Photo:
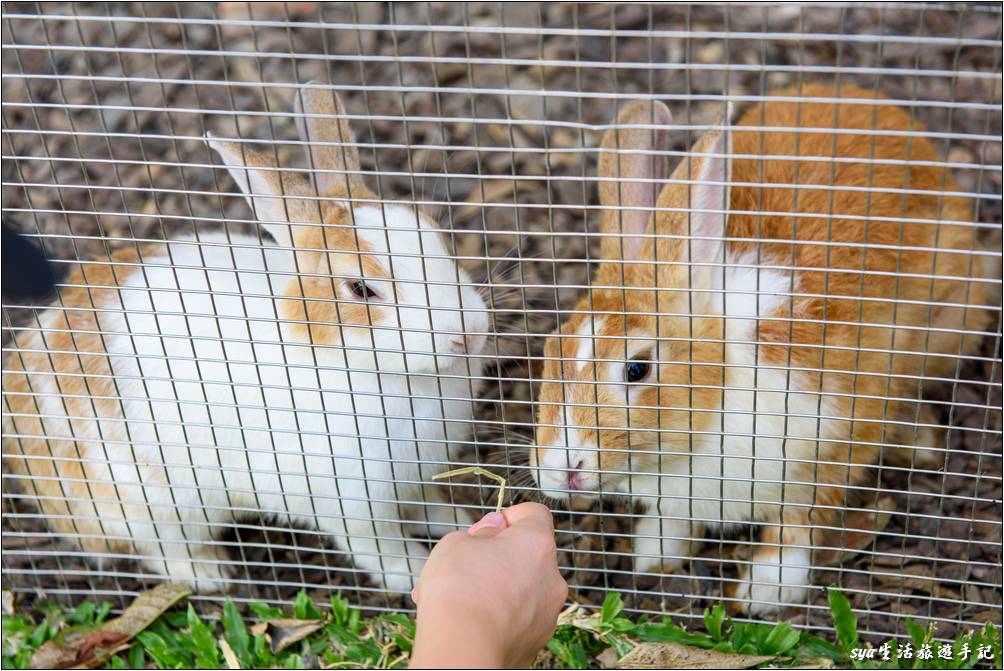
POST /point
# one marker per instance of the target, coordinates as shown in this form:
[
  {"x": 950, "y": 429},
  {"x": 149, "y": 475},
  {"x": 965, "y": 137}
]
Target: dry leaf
[
  {"x": 607, "y": 659},
  {"x": 284, "y": 632},
  {"x": 229, "y": 656},
  {"x": 676, "y": 656},
  {"x": 89, "y": 647}
]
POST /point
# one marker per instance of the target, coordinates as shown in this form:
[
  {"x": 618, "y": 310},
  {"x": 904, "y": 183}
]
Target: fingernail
[{"x": 491, "y": 520}]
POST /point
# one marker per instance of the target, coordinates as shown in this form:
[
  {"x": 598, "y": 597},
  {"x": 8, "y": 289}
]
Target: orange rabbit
[{"x": 752, "y": 366}]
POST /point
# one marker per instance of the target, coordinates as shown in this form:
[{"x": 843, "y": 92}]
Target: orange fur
[{"x": 858, "y": 341}]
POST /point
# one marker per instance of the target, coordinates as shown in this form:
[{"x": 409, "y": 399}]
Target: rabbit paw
[{"x": 661, "y": 548}]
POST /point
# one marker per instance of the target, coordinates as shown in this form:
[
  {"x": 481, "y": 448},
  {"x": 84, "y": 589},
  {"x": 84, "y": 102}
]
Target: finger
[
  {"x": 489, "y": 525},
  {"x": 530, "y": 514}
]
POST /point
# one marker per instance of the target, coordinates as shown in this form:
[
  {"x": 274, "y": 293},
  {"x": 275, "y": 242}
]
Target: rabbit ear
[
  {"x": 709, "y": 198},
  {"x": 320, "y": 119},
  {"x": 616, "y": 170},
  {"x": 265, "y": 192}
]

## [Goal]
Leave out the pictures and print every line of the data exactly.

## [Result below]
Photo:
POST /point
# one marker per instance of the target, coordinates as shown in this form:
[
  {"x": 950, "y": 429},
  {"x": 149, "y": 475},
  {"x": 965, "y": 137}
]
Target: dry leaf
[
  {"x": 607, "y": 659},
  {"x": 284, "y": 632},
  {"x": 229, "y": 656},
  {"x": 676, "y": 656},
  {"x": 89, "y": 647}
]
POST /point
# one marker per instance of the target, coordinates as shown in this form:
[
  {"x": 618, "y": 310},
  {"x": 904, "y": 183}
]
Target: fingernail
[{"x": 491, "y": 520}]
POST /point
# one marker per instance of the target, coordinates as shown in this form:
[
  {"x": 598, "y": 597},
  {"x": 8, "y": 289}
]
Target: orange rabbit
[{"x": 752, "y": 366}]
POST /point
# one marker per instance of the target, coordinates as shown in this form:
[{"x": 843, "y": 92}]
Target: orange fur
[{"x": 858, "y": 341}]
POST /point
# one marker per instance of the target, coordinates as shown in this form:
[{"x": 409, "y": 399}]
Target: rabbit paw
[{"x": 661, "y": 548}]
POST /point
# one marker per instance of the target, coordinates as shown in this form:
[
  {"x": 481, "y": 448},
  {"x": 84, "y": 589},
  {"x": 84, "y": 102}
]
Target: finger
[
  {"x": 489, "y": 525},
  {"x": 530, "y": 514}
]
POST /point
# one marker per instance of the target, coordinates as shown in this form:
[
  {"x": 274, "y": 293},
  {"x": 275, "y": 242}
]
Target: rabbit ear
[
  {"x": 709, "y": 198},
  {"x": 320, "y": 119},
  {"x": 616, "y": 170},
  {"x": 265, "y": 192}
]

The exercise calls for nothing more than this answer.